■ Cose da fare:
[a] Nel brano sulla cucina romana, con quale espressione Marziale definiva le ostriche nei suoi epigrammi?
[b] Continua il brano sulla cucina romana a partire dalla sua ultima frase.

■ Brano di testo:

La cucina romana: le ricette di Apicio
I momenti conviviali del mondo romano erano improntati sulla luxuria: venivano infatti allestiti sontuosi banchetti in cui si servivano le più raffinate prelibatezze, come quelle descritte nel Satyricon di Petronio durante la cena offerta da Trimalcione (Squillace, 2020: 183-185). Tra i cibi le ostriche, specie quelle di Baia, rappresentavano il culmine della raffinatezza. Il poeta Marziale le definiva “cibo dei padroni” nei suoi epigrammi satirici (3, 60; 6,11, 7,798). I numerosi contesti archeologici romani databili tra la prima età imperiale e il Medioevo mostrano un assiduo consumo di molluschi, soprattutto ostriche, un incremento presente soprattutto nel II secolo d.C. Un altro notevole incremento si ha nel VII secolo, durante l’occupazione bizantina. Probabilmente gli allevamenti di ostriche, in abbandono in Europa dopo le invasioni barbariche, in Italia dovevano essere ancora funzionanti. Anche nello scavo del complesso archeologico napoletano del Carminiello ai Mannesi si è evidenziato un largo consumo di ostriche fino al tardo medioevo. Negli scavi del castello di Carlo V a Lecce sono stati trovati alcuni frammenti di gusci d’ostrica (De Grossi Mazzorin, 2015: 155ss.).
Le ostriche sono menzionate nel famoso “ricettario” di Apicio, il cui nome è da sempre legato alla gastronomia, alle buone pietanze, alle cene succulente. Conosciamo tre personaggi con questo nome: un Apicio vissuto molti anni prima di Cristo che inveisce contro la legge Fannia proposta da Rutilio Rufo per limitare l’eccessivo lusso dei banchetti romani; un Marco Gavio, soprannominato Apicio dal nome del famoso ghiottone che visse nel secolo precedente, operante sotto Tiberio; un Apicio vissuto sotto Traiano specializzato nella conservazione delle ostriche fresche da inviare all’imperatore Traiano in Mesopotamia nel 115 d.C., un metodo citato nel ricettario di Marco Gaio che presupporrebbe un legame tra i due (Dalby, 2003).
Il famoso “gourmet” Marco Gavio Apicio, ricordato da Marziale in un suo epigramma a banchetto con Mecenate (Epigrammi, 10. 73), raccolse il gruppo di ricette gastronomiche che costituisce il nucleo preponderante del De re coquinaria. Dalle testimonianze di Seneca (Dialoghi, XII: 10, 8) e di Tacito (Annales, IV,1) si può fissare la data di nascita di Apicio intorno al 25 a. C. Descritto dagli autori antichi come amante dello sfarzo e del lusso, costituisce la principale fonte sulla cucina romana che ancora riemerge nelle ricette napoletane (zucchine alla scapece cioè “ad usum Apicii”) e nella colatura delle alici prodotta a Cetara, una sorta di garum, un condimento molto usato dal gastronomo latino (Sirago, 2018: 117, e 2022: 140).

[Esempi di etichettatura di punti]
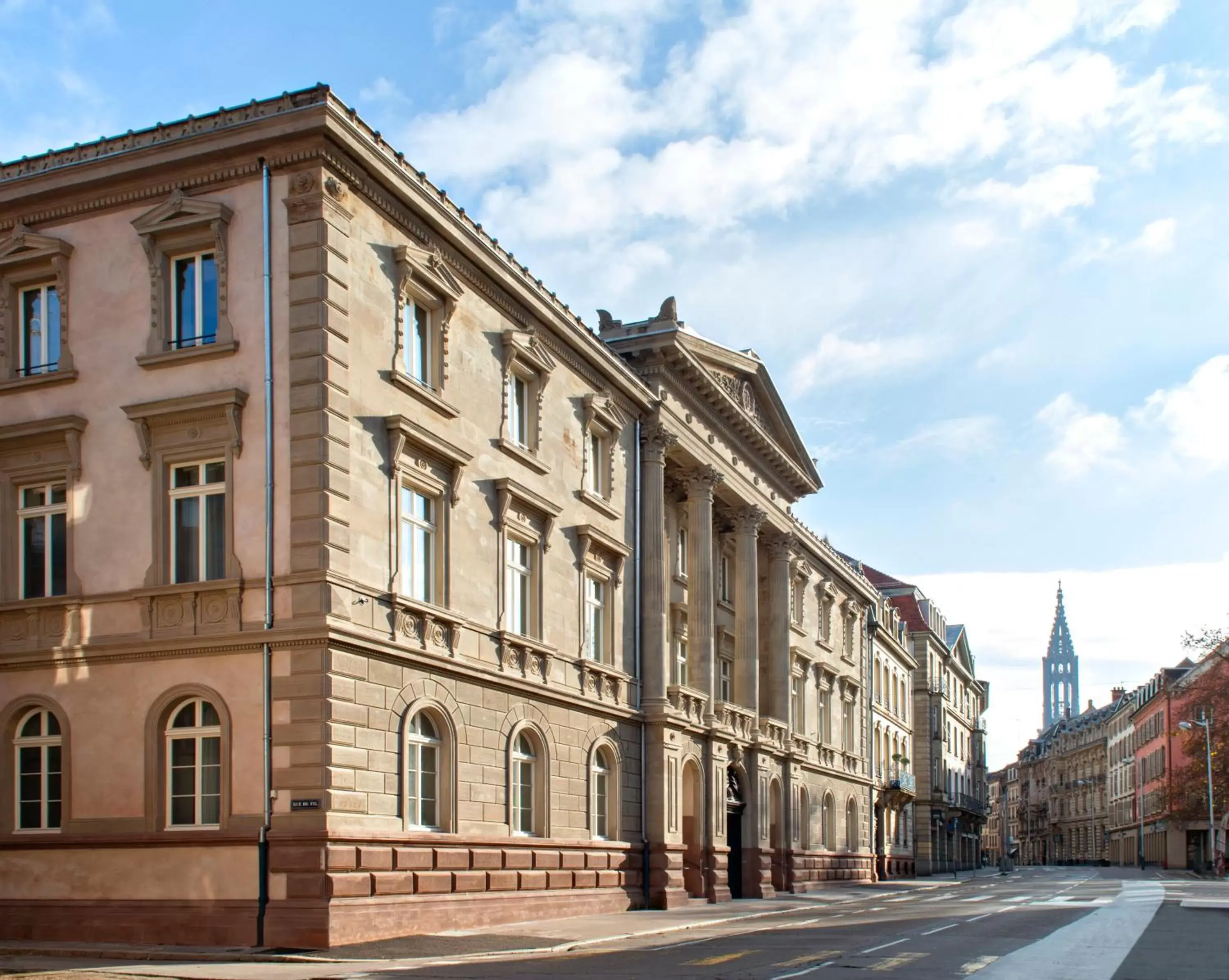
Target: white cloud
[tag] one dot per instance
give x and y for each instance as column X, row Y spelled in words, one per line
column 1195, row 416
column 1157, row 238
column 835, row 361
column 1048, row 195
column 1119, row 636
column 952, row 439
column 1083, row 440
column 585, row 136
column 1178, row 431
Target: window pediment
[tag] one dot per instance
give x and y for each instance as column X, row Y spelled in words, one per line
column 412, row 445
column 520, row 507
column 610, row 551
column 214, row 417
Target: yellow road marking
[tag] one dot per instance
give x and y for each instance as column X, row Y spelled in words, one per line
column 901, row 960
column 723, row 958
column 810, row 958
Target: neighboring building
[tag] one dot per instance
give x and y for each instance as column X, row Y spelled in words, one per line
column 1153, row 722
column 949, row 753
column 1124, row 816
column 486, row 704
column 891, row 744
column 995, row 838
column 1060, row 671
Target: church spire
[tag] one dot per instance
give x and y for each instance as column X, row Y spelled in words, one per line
column 1060, row 669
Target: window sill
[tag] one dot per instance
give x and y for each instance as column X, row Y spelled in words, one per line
column 424, row 394
column 36, row 380
column 204, row 352
column 524, row 455
column 600, row 505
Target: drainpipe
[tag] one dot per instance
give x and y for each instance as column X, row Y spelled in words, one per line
column 872, row 630
column 267, row 819
column 638, row 533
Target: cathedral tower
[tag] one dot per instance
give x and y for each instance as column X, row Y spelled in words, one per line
column 1060, row 671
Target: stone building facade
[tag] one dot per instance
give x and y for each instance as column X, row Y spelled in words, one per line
column 544, row 639
column 949, row 752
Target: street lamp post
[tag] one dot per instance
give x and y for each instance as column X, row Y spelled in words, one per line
column 1206, row 722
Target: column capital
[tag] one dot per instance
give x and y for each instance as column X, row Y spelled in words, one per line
column 702, row 481
column 748, row 519
column 658, row 440
column 782, row 547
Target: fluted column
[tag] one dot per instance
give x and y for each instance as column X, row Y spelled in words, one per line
column 781, row 551
column 701, row 483
column 746, row 612
column 655, row 650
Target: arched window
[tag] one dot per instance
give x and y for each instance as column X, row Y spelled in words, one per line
column 605, row 795
column 828, row 823
column 39, row 769
column 525, row 785
column 195, row 765
column 804, row 829
column 423, row 752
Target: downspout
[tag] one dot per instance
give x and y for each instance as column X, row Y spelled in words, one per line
column 638, row 532
column 267, row 819
column 872, row 630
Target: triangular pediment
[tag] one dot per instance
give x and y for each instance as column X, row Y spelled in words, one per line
column 748, row 389
column 179, row 211
column 24, row 245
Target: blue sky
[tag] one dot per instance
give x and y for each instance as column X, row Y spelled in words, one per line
column 982, row 246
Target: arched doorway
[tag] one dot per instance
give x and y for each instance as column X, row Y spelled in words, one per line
column 694, row 851
column 735, row 806
column 777, row 837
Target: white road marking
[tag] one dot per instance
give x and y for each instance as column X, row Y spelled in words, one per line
column 895, row 942
column 1091, row 948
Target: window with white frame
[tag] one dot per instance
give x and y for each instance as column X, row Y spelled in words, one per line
column 198, row 522
column 195, row 765
column 524, row 785
column 423, row 751
column 42, row 519
column 40, row 330
column 595, row 619
column 726, row 679
column 39, row 769
column 193, row 300
column 418, row 356
column 604, row 799
column 519, row 586
column 419, row 538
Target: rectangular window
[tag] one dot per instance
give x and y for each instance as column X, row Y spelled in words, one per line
column 596, row 481
column 418, row 531
column 518, row 411
column 40, row 331
column 595, row 619
column 417, row 321
column 195, row 302
column 42, row 517
column 518, row 572
column 198, row 522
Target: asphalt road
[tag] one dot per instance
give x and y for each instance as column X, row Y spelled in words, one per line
column 1005, row 926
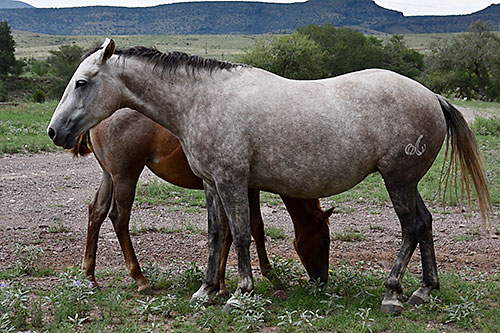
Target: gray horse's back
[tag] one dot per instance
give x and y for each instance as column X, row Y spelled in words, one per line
column 356, row 124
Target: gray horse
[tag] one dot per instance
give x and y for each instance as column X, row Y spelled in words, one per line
column 243, row 127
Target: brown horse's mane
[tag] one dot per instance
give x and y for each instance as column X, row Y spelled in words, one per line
column 83, row 145
column 171, row 60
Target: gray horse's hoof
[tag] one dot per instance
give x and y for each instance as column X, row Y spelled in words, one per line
column 147, row 291
column 391, row 307
column 231, row 304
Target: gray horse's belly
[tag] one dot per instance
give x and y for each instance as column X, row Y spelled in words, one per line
column 320, row 178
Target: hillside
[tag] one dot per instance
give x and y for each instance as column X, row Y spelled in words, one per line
column 233, row 18
column 14, row 4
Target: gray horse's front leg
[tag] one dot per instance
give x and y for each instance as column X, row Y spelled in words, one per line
column 235, row 201
column 217, row 224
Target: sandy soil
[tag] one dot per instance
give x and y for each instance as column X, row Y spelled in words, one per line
column 38, row 192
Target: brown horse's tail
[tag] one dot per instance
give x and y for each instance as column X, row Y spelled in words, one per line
column 83, row 145
column 461, row 147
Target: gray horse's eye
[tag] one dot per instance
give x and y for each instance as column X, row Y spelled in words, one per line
column 80, row 83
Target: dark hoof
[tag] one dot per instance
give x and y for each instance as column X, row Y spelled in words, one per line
column 416, row 299
column 223, row 293
column 391, row 308
column 147, row 291
column 228, row 307
column 231, row 304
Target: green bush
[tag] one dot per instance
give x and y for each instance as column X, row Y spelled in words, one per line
column 487, row 126
column 39, row 96
column 3, row 92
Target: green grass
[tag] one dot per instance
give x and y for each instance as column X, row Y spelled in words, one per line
column 23, row 127
column 467, row 301
column 275, row 232
column 349, row 235
column 224, row 47
column 157, row 192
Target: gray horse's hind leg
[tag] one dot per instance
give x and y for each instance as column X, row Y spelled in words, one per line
column 404, row 201
column 217, row 224
column 430, row 279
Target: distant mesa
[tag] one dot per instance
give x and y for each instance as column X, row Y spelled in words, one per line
column 231, row 17
column 9, row 4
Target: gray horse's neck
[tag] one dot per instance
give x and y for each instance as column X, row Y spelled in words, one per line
column 167, row 97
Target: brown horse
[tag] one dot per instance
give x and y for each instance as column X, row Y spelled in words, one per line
column 126, row 142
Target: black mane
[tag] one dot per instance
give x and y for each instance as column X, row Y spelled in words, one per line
column 171, row 60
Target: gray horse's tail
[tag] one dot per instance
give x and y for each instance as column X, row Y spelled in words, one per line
column 463, row 151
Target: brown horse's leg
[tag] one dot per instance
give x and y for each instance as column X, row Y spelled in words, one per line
column 404, row 199
column 430, row 279
column 312, row 235
column 123, row 198
column 98, row 210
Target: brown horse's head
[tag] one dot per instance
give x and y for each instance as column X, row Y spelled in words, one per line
column 83, row 145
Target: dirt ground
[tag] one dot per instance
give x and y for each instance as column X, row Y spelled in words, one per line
column 41, row 192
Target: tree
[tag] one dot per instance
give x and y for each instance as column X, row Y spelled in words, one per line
column 294, row 56
column 8, row 63
column 62, row 63
column 468, row 66
column 401, row 59
column 346, row 50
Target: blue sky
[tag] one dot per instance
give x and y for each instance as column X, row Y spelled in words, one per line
column 408, row 7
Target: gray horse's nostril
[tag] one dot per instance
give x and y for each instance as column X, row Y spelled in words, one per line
column 52, row 133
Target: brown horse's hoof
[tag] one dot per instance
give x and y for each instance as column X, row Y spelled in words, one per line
column 391, row 307
column 417, row 298
column 147, row 291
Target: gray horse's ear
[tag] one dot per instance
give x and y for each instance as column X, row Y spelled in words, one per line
column 109, row 49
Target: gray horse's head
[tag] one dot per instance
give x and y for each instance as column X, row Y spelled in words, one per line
column 91, row 96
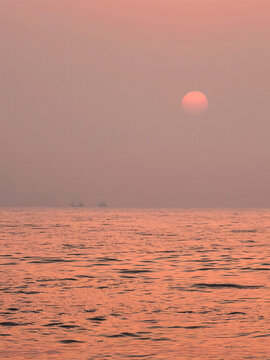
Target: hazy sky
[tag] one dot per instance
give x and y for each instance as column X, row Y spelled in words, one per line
column 90, row 102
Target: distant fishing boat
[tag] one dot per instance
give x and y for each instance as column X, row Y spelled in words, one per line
column 78, row 204
column 102, row 204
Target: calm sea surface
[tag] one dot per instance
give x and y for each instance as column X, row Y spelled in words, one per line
column 134, row 284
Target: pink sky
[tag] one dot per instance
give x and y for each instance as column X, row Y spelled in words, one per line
column 91, row 102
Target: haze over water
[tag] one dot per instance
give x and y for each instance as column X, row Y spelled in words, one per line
column 134, row 284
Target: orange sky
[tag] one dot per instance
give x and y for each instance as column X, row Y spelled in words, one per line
column 91, row 102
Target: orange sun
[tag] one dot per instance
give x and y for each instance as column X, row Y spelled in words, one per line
column 195, row 103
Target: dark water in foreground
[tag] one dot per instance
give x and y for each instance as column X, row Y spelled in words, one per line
column 114, row 284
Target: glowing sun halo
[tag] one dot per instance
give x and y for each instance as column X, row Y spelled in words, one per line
column 195, row 103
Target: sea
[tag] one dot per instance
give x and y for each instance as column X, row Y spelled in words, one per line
column 79, row 283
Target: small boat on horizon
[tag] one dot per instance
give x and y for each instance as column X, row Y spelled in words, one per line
column 78, row 204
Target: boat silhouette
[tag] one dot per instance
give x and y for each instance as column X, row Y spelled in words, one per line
column 77, row 204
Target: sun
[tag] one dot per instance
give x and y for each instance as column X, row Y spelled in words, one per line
column 195, row 103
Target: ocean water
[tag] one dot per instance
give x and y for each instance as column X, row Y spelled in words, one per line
column 134, row 284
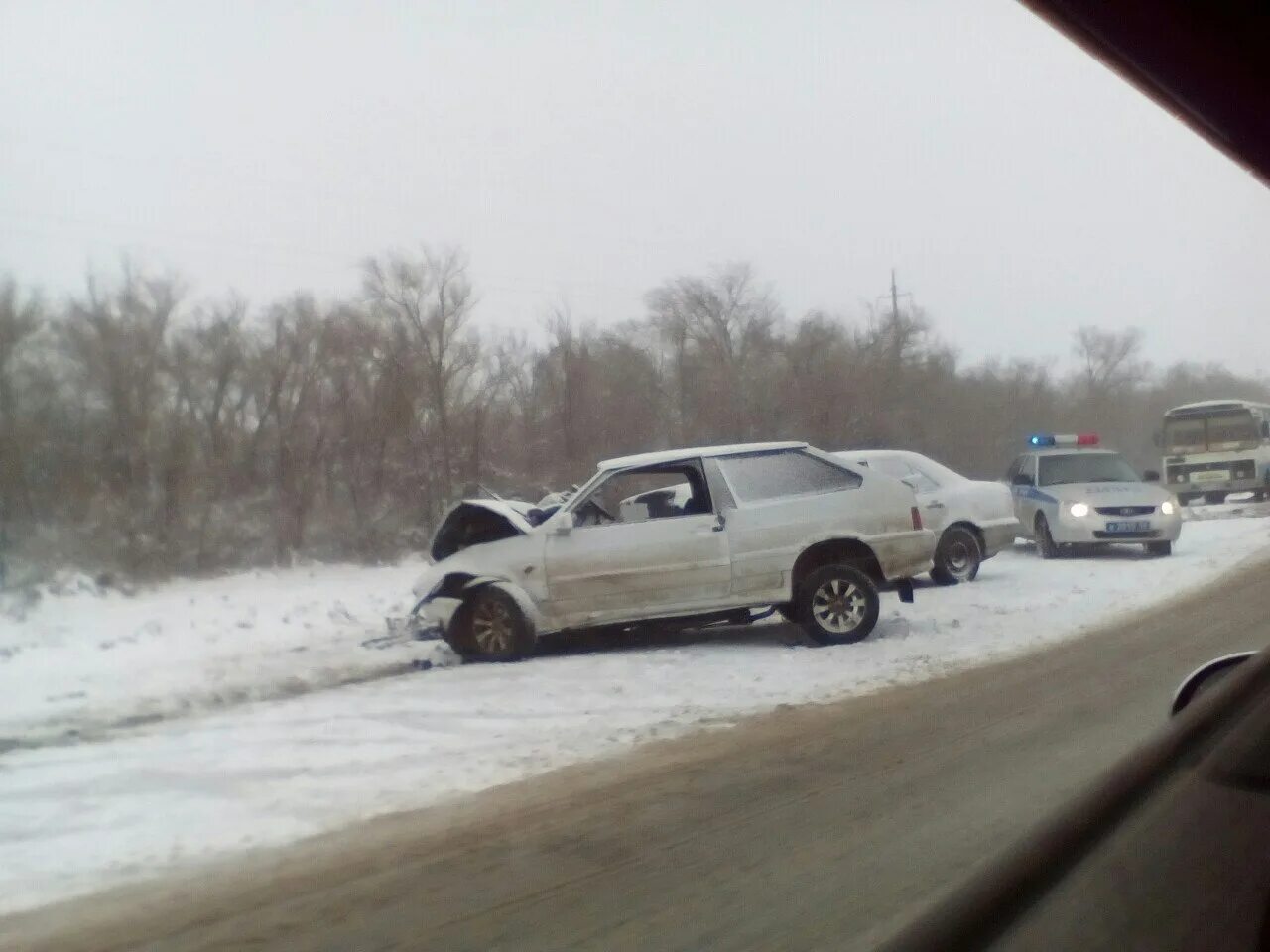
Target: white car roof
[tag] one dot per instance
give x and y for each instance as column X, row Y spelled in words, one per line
column 912, row 456
column 671, row 456
column 1075, row 451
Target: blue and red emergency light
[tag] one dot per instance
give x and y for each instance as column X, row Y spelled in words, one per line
column 1067, row 439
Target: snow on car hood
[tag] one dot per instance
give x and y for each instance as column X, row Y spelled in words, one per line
column 1107, row 493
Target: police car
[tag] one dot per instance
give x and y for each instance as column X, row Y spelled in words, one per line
column 1069, row 492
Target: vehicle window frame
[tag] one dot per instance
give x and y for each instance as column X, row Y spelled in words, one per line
column 1129, row 468
column 855, row 479
column 1023, row 462
column 606, row 477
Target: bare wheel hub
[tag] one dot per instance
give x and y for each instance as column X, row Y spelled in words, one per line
column 838, row 606
column 493, row 627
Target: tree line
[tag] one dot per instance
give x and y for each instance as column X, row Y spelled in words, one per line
column 148, row 433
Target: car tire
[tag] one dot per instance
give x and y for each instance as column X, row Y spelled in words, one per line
column 489, row 626
column 957, row 556
column 1046, row 544
column 837, row 604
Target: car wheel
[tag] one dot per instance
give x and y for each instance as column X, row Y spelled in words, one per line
column 489, row 626
column 837, row 604
column 957, row 556
column 1046, row 543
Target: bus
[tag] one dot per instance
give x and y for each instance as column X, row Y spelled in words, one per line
column 1216, row 447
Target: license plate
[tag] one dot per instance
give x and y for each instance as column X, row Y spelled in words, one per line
column 1135, row 526
column 1211, row 476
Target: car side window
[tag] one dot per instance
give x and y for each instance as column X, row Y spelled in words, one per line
column 760, row 476
column 908, row 472
column 922, row 483
column 648, row 493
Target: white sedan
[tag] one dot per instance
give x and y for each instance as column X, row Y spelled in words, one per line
column 973, row 520
column 690, row 535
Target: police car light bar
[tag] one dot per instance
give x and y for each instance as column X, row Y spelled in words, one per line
column 1067, row 439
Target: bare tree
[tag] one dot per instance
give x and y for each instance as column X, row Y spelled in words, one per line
column 429, row 302
column 19, row 320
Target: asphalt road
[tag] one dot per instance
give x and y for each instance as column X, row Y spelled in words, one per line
column 818, row 828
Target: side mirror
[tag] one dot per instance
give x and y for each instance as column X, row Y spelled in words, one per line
column 1206, row 678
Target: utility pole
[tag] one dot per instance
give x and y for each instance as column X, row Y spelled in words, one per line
column 894, row 306
column 894, row 298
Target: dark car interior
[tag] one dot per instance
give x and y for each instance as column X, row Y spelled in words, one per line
column 1171, row 849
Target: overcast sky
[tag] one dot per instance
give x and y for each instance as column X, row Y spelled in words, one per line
column 587, row 151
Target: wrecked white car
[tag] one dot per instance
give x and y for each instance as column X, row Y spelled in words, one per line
column 691, row 536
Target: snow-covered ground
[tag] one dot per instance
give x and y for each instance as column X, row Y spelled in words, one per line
column 223, row 772
column 76, row 660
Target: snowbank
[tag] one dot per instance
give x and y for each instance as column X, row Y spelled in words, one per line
column 77, row 817
column 76, row 660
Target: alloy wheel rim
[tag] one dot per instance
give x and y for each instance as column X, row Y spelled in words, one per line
column 492, row 627
column 838, row 606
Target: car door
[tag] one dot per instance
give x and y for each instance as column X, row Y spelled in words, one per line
column 1025, row 495
column 935, row 509
column 781, row 498
column 626, row 570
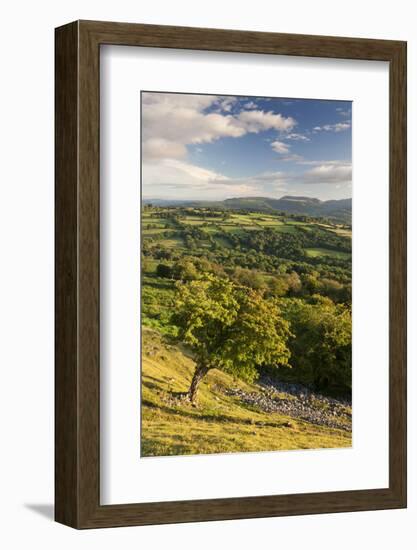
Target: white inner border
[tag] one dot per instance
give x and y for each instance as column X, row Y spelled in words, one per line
column 125, row 477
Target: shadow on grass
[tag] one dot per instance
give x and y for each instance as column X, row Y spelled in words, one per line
column 212, row 418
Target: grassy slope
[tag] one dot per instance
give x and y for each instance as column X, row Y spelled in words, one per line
column 219, row 423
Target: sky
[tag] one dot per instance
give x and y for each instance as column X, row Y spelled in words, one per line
column 212, row 147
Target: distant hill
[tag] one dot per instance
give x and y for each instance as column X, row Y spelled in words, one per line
column 340, row 210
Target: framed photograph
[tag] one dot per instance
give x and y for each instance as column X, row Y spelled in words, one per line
column 230, row 274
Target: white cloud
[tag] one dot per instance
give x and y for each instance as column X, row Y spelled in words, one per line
column 280, row 147
column 154, row 148
column 343, row 112
column 170, row 122
column 256, row 121
column 335, row 172
column 337, row 127
column 297, row 137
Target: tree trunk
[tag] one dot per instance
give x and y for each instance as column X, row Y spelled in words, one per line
column 199, row 374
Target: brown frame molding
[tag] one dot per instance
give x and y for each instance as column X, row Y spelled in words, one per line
column 77, row 359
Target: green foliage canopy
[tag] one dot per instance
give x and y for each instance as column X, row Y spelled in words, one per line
column 230, row 327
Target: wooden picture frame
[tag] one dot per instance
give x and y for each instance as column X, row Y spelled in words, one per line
column 77, row 403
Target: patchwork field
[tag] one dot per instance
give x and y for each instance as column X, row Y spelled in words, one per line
column 219, row 423
column 295, row 266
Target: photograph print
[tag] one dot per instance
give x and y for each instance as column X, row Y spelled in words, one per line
column 246, row 274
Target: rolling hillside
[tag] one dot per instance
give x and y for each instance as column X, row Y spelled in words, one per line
column 230, row 415
column 340, row 210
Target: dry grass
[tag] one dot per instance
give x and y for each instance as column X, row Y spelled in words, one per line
column 218, row 423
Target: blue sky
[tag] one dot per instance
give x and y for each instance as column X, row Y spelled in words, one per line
column 215, row 147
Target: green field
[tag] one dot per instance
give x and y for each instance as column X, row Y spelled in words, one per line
column 219, row 423
column 317, row 252
column 298, row 264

■ Risposte attese:
[a] Le definiva "cibo dei padroni".

[b]
Il De re coquinaria è un testo molto complesso ed è costituito da più sezioni non omogenee tra loro, perché probabilmente composte in più secoli (dal I secolo a.C. al IV d.C.). L’opera è costituita da ricette di salse e di piatti completi. Il capitolo nono tratta del mare, il decimo del pescatore. Questi capitoli sono interamente dedicati al pesce, ai molluschi e ai crostacei, ma Apicio non si preoccupa tanto della loro preparazione. Egli consigliava soprattutto le salse più adatte da abbinare ai vari piatti (Apicio, 1498). Nel suo trattato era data molta attenzione alla preparazione delle ostriche, tanto che aveva creato una salsa baiana, detta così dalle ostriche baiane servite con vino campano, di solito Falerno. La fine di questo personaggio fu però tragica. Dopo avere speso somme enormi per le raffinatezze che imbandiva alla sua tavola, accortosi che non gli restava denaro per mantenere questo tenore di vita, decise di suicidarsi (probabilmente alla fine del regno di Tiberio) (Tosini, 2015).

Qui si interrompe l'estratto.